_What the task asks_
When a line below contains the word "hind", copy that line.
[Records shown]
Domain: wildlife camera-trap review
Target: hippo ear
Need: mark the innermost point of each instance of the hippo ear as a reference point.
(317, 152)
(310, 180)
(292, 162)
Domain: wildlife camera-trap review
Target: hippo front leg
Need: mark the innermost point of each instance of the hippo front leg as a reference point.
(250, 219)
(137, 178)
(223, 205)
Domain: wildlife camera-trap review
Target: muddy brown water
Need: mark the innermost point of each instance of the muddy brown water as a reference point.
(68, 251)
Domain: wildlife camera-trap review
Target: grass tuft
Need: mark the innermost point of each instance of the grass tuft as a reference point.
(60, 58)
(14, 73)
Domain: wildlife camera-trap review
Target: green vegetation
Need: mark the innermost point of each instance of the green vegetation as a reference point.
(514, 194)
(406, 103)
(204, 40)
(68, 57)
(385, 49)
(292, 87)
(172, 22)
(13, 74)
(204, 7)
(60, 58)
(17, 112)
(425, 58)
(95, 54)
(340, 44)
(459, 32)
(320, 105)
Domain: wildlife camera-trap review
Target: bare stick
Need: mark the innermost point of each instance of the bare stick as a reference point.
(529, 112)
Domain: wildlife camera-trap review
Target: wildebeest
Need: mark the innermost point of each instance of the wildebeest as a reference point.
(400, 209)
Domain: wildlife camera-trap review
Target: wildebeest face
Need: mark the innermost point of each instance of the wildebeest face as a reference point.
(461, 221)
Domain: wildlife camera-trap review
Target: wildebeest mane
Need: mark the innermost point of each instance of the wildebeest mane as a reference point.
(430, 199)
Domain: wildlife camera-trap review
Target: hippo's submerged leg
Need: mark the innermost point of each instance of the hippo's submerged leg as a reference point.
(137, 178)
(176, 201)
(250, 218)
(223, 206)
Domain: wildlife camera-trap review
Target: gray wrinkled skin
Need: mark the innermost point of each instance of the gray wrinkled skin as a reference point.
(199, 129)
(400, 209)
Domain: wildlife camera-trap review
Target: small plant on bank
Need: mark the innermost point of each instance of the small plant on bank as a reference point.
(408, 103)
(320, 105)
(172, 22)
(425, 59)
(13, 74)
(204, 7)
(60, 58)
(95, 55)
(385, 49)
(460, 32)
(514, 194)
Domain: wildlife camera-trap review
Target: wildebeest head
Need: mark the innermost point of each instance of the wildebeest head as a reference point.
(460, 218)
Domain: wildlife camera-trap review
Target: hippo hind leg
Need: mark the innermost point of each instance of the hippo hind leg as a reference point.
[/Records shown]
_Response to the exercise_
Target: hippo hind leg
Need: mark the innermost point of each instance of the hippo hind leg as a reference point.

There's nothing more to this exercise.